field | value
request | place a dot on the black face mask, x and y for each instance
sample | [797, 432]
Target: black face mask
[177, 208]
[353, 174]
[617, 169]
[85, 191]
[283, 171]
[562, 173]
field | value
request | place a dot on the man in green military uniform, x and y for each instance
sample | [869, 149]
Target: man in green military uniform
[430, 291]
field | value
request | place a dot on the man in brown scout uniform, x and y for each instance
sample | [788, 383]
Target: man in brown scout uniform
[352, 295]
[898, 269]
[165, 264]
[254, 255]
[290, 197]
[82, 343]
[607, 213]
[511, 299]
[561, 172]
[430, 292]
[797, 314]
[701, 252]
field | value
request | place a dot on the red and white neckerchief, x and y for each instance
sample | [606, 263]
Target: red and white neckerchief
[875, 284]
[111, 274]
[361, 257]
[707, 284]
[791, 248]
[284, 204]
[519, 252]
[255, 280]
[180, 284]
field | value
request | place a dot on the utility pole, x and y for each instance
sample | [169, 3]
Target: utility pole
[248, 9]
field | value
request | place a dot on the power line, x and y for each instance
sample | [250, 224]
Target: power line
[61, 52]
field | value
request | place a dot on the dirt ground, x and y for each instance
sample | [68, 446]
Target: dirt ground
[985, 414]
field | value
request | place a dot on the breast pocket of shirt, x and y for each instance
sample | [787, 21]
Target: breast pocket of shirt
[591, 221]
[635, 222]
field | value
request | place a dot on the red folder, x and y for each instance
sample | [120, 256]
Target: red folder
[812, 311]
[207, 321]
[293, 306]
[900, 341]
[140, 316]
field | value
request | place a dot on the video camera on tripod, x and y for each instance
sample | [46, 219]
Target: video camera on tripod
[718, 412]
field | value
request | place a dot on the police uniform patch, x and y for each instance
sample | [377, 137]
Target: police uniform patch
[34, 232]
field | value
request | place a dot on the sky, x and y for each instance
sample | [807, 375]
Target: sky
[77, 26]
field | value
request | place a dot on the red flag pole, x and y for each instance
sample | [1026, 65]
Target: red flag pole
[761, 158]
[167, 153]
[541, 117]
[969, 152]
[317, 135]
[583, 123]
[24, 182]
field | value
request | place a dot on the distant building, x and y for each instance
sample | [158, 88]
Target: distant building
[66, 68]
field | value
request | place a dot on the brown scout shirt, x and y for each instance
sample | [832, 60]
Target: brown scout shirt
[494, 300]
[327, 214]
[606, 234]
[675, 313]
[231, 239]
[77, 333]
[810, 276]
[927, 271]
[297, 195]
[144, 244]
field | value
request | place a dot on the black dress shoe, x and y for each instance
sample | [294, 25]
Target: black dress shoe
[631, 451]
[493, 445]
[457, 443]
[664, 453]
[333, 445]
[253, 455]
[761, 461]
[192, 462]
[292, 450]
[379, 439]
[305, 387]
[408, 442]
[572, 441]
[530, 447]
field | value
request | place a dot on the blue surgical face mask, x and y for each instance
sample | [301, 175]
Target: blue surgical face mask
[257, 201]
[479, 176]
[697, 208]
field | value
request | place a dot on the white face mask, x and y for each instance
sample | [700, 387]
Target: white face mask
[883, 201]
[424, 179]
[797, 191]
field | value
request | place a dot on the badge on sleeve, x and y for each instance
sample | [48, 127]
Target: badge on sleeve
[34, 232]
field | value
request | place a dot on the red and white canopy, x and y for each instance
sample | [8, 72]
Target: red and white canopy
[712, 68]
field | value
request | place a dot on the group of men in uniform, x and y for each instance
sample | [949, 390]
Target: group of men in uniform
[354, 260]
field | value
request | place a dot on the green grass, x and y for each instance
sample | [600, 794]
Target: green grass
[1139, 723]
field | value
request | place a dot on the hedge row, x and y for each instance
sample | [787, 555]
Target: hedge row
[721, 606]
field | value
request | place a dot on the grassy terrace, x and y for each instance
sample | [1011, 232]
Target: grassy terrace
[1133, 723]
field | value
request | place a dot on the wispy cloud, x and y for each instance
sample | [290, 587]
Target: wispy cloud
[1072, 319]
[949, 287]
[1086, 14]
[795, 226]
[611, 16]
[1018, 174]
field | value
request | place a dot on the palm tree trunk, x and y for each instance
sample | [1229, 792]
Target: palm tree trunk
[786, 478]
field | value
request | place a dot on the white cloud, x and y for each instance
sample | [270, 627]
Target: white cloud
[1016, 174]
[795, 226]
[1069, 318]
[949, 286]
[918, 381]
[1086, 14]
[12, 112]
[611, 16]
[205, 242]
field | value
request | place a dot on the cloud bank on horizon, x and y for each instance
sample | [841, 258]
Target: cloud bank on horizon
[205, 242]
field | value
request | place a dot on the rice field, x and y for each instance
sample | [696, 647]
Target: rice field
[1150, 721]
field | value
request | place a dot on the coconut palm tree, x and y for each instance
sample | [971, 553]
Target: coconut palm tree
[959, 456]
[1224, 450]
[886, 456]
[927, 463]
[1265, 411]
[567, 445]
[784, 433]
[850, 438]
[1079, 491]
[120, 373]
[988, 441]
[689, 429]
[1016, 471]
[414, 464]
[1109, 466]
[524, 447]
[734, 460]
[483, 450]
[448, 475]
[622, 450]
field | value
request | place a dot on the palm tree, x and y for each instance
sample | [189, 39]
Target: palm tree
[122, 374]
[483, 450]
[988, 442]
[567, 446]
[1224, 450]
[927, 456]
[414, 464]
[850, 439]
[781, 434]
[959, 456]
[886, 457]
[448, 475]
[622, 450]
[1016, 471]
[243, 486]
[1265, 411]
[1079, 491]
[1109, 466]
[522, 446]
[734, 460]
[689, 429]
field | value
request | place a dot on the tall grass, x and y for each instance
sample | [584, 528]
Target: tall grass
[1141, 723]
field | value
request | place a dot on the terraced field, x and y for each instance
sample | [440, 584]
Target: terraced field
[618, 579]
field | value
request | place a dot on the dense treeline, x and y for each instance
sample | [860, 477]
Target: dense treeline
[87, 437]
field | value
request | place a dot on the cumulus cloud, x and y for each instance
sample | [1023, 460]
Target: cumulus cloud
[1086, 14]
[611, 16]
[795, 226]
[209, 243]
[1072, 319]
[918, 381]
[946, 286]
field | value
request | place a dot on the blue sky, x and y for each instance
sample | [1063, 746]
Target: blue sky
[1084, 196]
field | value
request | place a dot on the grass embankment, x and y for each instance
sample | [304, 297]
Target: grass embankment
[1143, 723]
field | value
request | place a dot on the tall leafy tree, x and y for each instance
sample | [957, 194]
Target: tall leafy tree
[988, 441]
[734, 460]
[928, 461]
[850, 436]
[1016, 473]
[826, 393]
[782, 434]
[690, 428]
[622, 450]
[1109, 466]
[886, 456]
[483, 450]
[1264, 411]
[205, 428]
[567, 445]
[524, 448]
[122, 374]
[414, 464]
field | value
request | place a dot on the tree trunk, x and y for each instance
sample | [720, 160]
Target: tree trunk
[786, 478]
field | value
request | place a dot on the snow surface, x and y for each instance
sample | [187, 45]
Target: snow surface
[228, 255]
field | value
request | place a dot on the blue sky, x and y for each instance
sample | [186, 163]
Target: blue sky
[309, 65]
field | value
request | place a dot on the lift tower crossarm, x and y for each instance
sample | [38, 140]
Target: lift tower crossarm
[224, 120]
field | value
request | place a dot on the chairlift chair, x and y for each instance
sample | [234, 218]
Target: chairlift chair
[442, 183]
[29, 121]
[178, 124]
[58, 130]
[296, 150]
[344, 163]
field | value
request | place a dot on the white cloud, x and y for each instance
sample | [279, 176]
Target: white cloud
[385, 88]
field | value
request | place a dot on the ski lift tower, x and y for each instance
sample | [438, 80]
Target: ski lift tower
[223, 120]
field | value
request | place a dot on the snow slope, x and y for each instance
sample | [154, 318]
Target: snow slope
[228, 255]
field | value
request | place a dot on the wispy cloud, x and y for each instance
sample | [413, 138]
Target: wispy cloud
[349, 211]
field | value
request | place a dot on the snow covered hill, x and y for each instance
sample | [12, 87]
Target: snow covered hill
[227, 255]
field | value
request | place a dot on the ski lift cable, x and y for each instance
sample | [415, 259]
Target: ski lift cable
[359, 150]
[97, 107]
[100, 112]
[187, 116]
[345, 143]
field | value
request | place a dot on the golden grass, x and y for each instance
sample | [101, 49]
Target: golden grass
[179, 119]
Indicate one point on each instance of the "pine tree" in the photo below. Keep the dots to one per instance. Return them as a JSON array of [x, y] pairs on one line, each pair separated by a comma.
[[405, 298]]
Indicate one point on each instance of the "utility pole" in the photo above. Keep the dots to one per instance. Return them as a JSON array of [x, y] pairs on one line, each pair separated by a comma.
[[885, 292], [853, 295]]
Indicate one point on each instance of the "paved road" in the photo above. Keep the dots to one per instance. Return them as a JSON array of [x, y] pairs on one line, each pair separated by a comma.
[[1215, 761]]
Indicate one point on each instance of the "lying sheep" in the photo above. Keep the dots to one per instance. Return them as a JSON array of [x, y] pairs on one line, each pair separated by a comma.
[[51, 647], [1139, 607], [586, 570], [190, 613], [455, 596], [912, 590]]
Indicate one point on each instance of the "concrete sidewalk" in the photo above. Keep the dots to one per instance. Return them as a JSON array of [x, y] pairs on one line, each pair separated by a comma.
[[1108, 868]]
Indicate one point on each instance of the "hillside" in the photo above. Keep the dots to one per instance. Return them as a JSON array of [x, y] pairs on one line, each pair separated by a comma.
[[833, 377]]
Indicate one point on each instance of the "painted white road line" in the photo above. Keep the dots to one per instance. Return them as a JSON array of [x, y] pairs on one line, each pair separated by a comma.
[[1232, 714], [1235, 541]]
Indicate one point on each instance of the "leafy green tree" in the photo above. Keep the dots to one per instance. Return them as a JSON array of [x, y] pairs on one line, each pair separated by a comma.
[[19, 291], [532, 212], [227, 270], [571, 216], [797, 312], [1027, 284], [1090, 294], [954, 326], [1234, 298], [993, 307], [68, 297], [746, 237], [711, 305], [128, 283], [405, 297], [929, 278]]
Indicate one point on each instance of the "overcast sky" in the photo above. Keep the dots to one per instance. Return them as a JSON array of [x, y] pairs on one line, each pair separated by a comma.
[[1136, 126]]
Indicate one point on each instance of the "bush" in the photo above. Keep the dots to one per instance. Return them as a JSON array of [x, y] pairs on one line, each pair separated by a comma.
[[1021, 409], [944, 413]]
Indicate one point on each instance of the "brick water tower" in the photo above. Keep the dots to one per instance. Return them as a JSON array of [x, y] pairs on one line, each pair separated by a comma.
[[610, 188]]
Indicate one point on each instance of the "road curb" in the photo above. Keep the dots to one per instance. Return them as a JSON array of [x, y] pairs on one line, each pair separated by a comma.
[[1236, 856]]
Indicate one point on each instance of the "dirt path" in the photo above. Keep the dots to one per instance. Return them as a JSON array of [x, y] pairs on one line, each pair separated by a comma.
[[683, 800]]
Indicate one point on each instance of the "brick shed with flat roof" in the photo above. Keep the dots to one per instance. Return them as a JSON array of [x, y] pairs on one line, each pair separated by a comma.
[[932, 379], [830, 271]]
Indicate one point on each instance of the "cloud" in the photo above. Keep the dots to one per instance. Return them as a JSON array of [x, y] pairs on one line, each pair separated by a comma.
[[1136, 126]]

* [Objective]: Repeat exactly, and only, the lines from the line containing "shed with flat" through the last line of the records above, both included.

* [Written answer]:
Indicate one point on each instance of the "brick shed with flat roof" in the photo above. Keep the dots to one per instance. Return them as a JSON array of [x, y] pairs on one line, each pair separated by a comma.
[[932, 379], [830, 271]]
Indicate one point on each instance of the "cloud" in the photo above. Keep the dots to one per instance. Return them as a JSON array of [x, y] pairs on one line, each pair separated by a comma.
[[1136, 126]]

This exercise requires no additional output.